— START —

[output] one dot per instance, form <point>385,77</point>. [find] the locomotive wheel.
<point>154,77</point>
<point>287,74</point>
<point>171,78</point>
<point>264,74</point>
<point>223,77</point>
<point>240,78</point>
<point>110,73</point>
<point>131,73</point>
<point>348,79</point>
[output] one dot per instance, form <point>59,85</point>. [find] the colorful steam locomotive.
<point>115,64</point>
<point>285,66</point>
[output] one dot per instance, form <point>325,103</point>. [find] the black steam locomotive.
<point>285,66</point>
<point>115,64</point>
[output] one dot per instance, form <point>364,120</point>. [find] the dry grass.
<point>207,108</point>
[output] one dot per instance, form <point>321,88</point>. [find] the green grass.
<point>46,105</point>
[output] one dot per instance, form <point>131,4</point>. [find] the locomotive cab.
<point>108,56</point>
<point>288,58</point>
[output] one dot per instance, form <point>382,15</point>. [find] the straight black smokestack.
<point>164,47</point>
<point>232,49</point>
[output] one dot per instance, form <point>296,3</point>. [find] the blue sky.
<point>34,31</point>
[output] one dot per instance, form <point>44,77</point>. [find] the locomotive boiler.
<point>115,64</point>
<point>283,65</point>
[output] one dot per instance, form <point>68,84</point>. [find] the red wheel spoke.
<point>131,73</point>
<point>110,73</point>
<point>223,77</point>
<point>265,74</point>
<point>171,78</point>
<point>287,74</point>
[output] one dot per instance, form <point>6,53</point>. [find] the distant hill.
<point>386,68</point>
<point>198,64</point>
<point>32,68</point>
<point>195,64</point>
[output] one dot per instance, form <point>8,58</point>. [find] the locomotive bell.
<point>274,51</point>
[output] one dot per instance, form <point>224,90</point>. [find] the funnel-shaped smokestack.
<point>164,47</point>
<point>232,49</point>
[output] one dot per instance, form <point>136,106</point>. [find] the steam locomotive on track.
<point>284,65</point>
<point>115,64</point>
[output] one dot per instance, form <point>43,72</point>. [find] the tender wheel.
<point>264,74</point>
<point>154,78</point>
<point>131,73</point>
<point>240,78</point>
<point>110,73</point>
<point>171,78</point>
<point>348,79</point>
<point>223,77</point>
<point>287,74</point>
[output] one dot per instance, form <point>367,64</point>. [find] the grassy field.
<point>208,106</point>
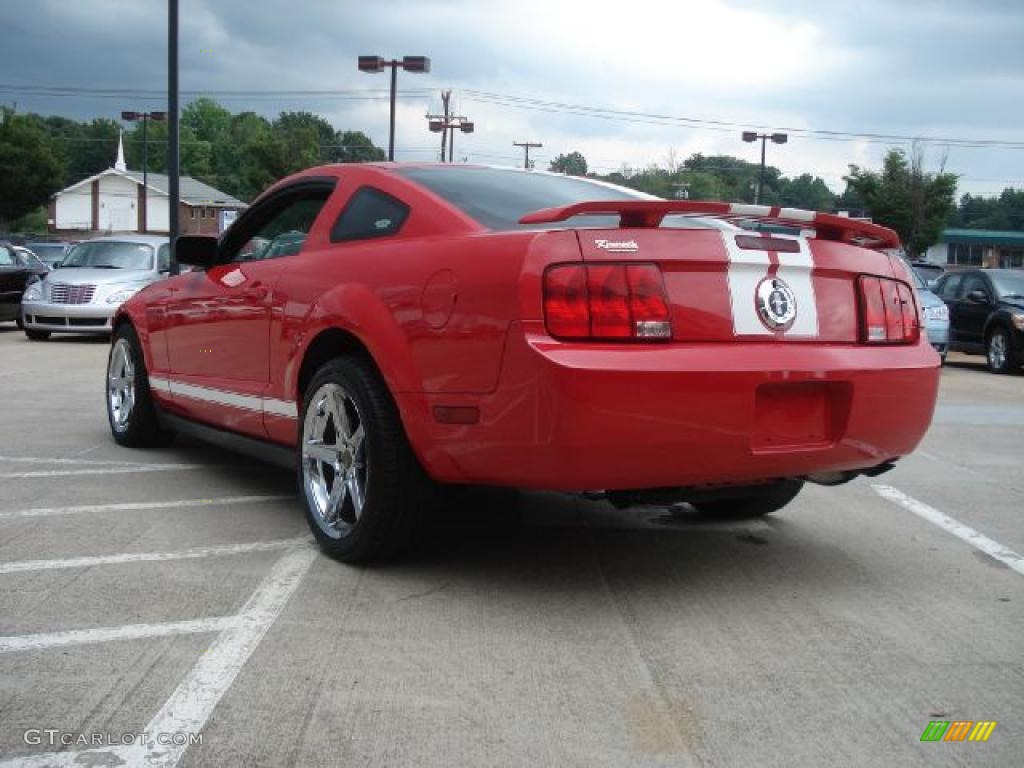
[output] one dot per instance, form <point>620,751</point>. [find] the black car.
<point>15,271</point>
<point>986,314</point>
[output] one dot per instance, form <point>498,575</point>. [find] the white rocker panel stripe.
<point>269,406</point>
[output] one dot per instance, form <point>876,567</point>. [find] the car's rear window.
<point>498,198</point>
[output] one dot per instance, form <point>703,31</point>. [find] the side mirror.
<point>197,250</point>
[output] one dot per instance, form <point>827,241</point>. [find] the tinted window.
<point>164,258</point>
<point>947,289</point>
<point>975,283</point>
<point>1009,284</point>
<point>281,227</point>
<point>498,198</point>
<point>370,213</point>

— END —

## [What is asked]
Return verbatim everything above from the line containing "[output] one dot per instance, form <point>364,120</point>." down to the line containing "<point>195,64</point>", including both of those lines.

## [Reply]
[output] one dot per instance, form <point>364,120</point>. [find] the dry grass.
<point>207,108</point>
[output] one dot per instance, form <point>321,88</point>. [find] the green grass.
<point>46,105</point>
[output] one dot per instance, form <point>131,4</point>. [find] the locomotive cab.
<point>108,56</point>
<point>288,58</point>
[output] one dot per instance, form <point>382,15</point>. [find] the straight black smokestack.
<point>164,47</point>
<point>232,49</point>
[output] one dot per instance, form <point>296,3</point>. [find] the blue sky.
<point>34,31</point>
[output] one dot per instance, form <point>44,77</point>. [find] the locomotive boiler.
<point>115,64</point>
<point>283,65</point>
[output] one dot per instance, form <point>68,84</point>. [find] the red wheel spoke.
<point>131,73</point>
<point>110,73</point>
<point>223,77</point>
<point>265,74</point>
<point>171,78</point>
<point>287,74</point>
[output] one dot per instance, form <point>6,53</point>. [find] the distant hill.
<point>386,68</point>
<point>198,64</point>
<point>32,68</point>
<point>195,64</point>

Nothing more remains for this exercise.